====== PASAJE CITADO

El entendimiento promovido por la teoría lingüística, depende de su capacidad
de esclarecer la proposición anterior de modo que borre todo vestigio de
tautología. Esta sentencia no es tautológica pues significa que aquello que en
la entidad espiritual es comunicable esun lenguaje. Todo se basa en este
«ser» o «ser inmediato». Lo comunicable de una entidad espiritual no es lo que
más claramente se manifiesta en su lenguaje, sino que lo comunicable es,
inmediatamente, el lenguaje mismo. O bien, el lenguaje de una entidad
espiritual es inmediatamente aquello que de él puede comunicarse. Lo
comunicable deuna entidad espiritual, en el lenguaje se
comunica. Esto reafirma que cada lenguaje se comunica a sí mismo. Y para ser
más precisos: cada lenguaje se comunica a si mismo en sí mismo; es. en el
sentido más estricto, el «médium» de la comunicación. Lo medial refleja la inmediatez de
toda comunicación espiritual y constituye el problema de base de la teoría del
lenguaje. Si esta inmediatez nos parece mágica, el problema fundacional del
lenguaje seria entonces su magia. La palabra magia nos refiere, en lo que
respecta al lenguaje, a otra, a saber, la infinitud. Está condicionada por la
inmediatez. En efecto, dado que nada se comunica por medio del
lenguaje, resulta imposible limitarlo o medirlo desde afuera. Por ello cada
lenguaje alberga en su interior a su infinitud inconmensurable y única. El
borde está marcado por su entidad lingüística y no por sus contenidos verbales.

============
====== REGISTROS DADOS

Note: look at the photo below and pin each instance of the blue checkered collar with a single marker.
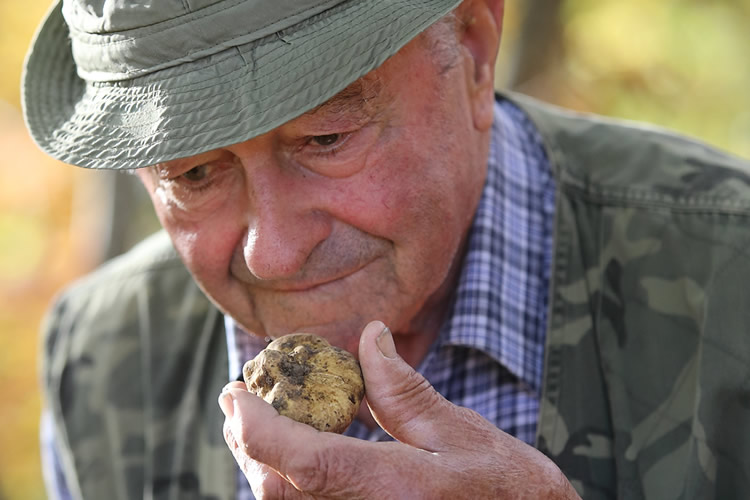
(505, 271)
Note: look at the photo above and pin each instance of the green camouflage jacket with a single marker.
(647, 369)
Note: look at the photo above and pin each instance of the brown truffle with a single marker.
(309, 380)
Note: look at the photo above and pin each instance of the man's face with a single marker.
(354, 211)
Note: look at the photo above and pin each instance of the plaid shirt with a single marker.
(489, 354)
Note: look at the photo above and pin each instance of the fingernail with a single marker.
(226, 403)
(385, 344)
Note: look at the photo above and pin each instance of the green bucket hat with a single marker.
(128, 84)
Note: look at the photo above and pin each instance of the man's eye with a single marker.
(325, 140)
(196, 174)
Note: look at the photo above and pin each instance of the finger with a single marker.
(313, 462)
(263, 480)
(401, 400)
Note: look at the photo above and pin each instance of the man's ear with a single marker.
(480, 30)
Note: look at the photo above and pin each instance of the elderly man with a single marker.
(560, 292)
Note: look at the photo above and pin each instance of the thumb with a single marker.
(401, 400)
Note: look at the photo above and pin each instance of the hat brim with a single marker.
(215, 101)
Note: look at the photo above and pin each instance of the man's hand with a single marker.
(443, 450)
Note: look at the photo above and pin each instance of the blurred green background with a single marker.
(683, 64)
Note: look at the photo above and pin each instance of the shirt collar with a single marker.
(487, 313)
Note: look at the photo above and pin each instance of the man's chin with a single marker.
(342, 333)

============

=== CONSIGNA 1 ===
Responda, a partir del pasaje sobre el lenguaje:
(a) ¿A qué otra palabra nos refiere la palabra magia en lo que respecta al lenguaje?
(b) ¿Qué constituye el problema de base de la teoría del lenguaje?
(c) ¿Qué marca el borde de cada lenguaje?
=== CONSIGNA 2 ===
Prosiga el pasaje sobre el lenguaje desde el punto en que se detiene.

=== RESPUESTA 1 ===
(a) Nos refiere a la infinitud.
(b) Lo constituye lo medial, que refleja la inmediatez de toda comunicación espiritual.
(c) Lo marca su entidad lingüística, no sus contenidos verbales.

=== RESPUESTA 2 ===
Aplicada a los seres humanos, la frase que afirma que la
entidad lingüística de las cosas es su lenguaje, se transforma en «la entidad
lingüística de los hombres es su lenguaje». Y esto significa que el ser humano
comunica su propia entidad espiritual en su lenguaje. Pero el
lenguaje de los humanos habla en palabras. Por lo tanto el hombre comunica su
propia entidad espiritual, en la medida en que es comunicable, al nombrar a
las otras cosas. Pero, ¿no conocemos acaso otros lenguajes que nombran cosas?
Sería incierto afirmar que no existen otros lenguajes fuera del humano. Pero
igualmente seguro es que no conocemos otros lenguajes nombradores como
lo es el de los hombres. Inútil sería identificar el lenguaje nombrador con el
concepto general de lenguaje; la teoría del lenguaje perdería así a sus más
profundas intuiciones. En consecuencia, la naturaleza lingüística de los
hombres radica en su nombrar de las cosas.
¿Para qué nombradas? ¿A quién se dirige lo que el hombre
comunica? —¿Es acaso esta comunicación del ser humano diferente a otras
comunicaciones, lenguajes? ¿A quién se dirigen la lámpara, la montaña o el
zorro? La respuesta reza: a los hombres. Y no se trata de antropomorfismo. La
verdad de esta respuesta se demuestra en el entendimiento y quizá también en el
arte. Además, de no comunicarse la lámpara, montaña o el zorro con el hombre,
¿cómo podría éste nombrarlos? Pero él los nombra, se comunica a sí mismo al
nombrarlos a ellos. ¿A quién dirige su comunicación?
Antes de dar respuesta a esta pregunta vale la pena volver a
comprobar cómo se comunica el hombre. Hay que establecer una profunda
distinción, una alternativa, ante la cual, la opinión esencialmente falsa
respecto al lenguaje quedará al descubierto. ¿Comunica acaso el hombre su naturaleza
espiritual por medio de los nombres que da a las cosas? ¿O lo hace en ellas?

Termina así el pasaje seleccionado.